> Exercise 1: According to the article on China's currency devaluation, why did China devalue the yuan? Answer in one to three sentences.
> Exercise 2: Go on with the article on China's currency devaluation, starting after its last sentence.

Posted by Joseph Trevisani on Aug 11, 2015 3:11:00 PM

In a bid to prevent further deterioration in its economy and support its exports industries, China devalued its currency overnight sending markets worldwide into a tailspin. It was the latest in a series of moves by the Chinese government that underlined the deep problems facing the mainland economy.

The government in Beijing reduced the yuan's central reference rate against the dollar 1.9 percent catalyzing the largest one day drop in the yuan since 1994.

The People’s Bank of China (PBOC) said it was a one-time adjustment to the currency. It came after reports last week that showed Chinese exports fell 8.3 percent in dollar terms in July and wholesale prices dropped 5.4 percent in the month.

The yuan closed down 1.8 percent against the dollar in Shanghai at 6.3231.  It skidded 2.6 percent to 6.3790 in Hong Kong’s offshore trading, the largest discount to the onshore spot rate since 2011.

The PBOC allows the yuan to trade in Shanghai a maximum of 2 percent from its daily fixing, today set at 6.2298. 

The Chinese government has taken several steps to support the Shanghai stock market including reducing margin requirements, halting trading in many stocks and effectively banning short selling.

Beijing extended that attention to the general economy yesterday, boosting the amount of new loans to 1480 billion yuan in July almost double the forecast and this follows June’s 1279 billion yuan total, the biggest two month surge in new capital in in six years.

Coordinate annotation entries
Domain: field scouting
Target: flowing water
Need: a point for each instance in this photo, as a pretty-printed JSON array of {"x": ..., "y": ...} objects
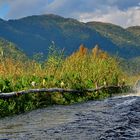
[{"x": 116, "y": 118}]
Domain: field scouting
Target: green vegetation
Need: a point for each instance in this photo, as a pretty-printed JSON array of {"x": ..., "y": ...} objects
[
  {"x": 83, "y": 69},
  {"x": 34, "y": 34}
]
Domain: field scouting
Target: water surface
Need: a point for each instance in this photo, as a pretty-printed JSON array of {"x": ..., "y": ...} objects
[{"x": 116, "y": 118}]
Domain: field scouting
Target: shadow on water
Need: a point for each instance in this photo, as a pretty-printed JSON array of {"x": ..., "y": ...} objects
[{"x": 116, "y": 118}]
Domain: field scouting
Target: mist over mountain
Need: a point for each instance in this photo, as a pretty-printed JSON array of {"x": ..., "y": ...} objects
[{"x": 34, "y": 34}]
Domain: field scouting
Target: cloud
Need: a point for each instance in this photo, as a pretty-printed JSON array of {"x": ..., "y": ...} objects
[
  {"x": 130, "y": 17},
  {"x": 122, "y": 12}
]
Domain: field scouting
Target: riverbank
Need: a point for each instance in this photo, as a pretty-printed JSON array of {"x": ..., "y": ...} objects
[
  {"x": 27, "y": 102},
  {"x": 84, "y": 69}
]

> Exercise output 1: China devalued the yuan to keep its economy from deteriorating further and to support its export industries.

> Exercise output 2:
China's surprise devaluation roiled global markets, with the currencies of her trading competitors South Korea, Singapore, Malaysia and Taiwan falling at least 1 percent. 

In order to maintain the competitiveness of their exports other central bank are expected to follow the Chinese lead and take measures to reduce the value of their currencies.

The Australian Dollar had skidded 1.5 percent by the end of day as the devaluation of the yuan points to weaker Cheese demand for Australian raw materials.

The Bloomberg Commodity Index closed down 1.6 percent in New York on similar logic.

Worldwide commodity pricing is now suffering from an excess of supply, much of which was developed with an eye to the Chinese market, and waning demand as the global economy slows. Markets are also fearful that the problems on the mainland are understated by the official statistics.  

Equities around the world were hit hard. In Asia the Shanghai Shenzhen 300 and the Nikkei 225 fell 0.4 percent, the Shanghai Composite was flat.

Losses were greater in Europe with the U.K. FTSE down 1 percent, the German Dax off 2.7 percent and the French CAC 40 dropping 1.86 percent. In the U.S. the Dow lost 1.2 percent and the S&P 500 declined 1 percent.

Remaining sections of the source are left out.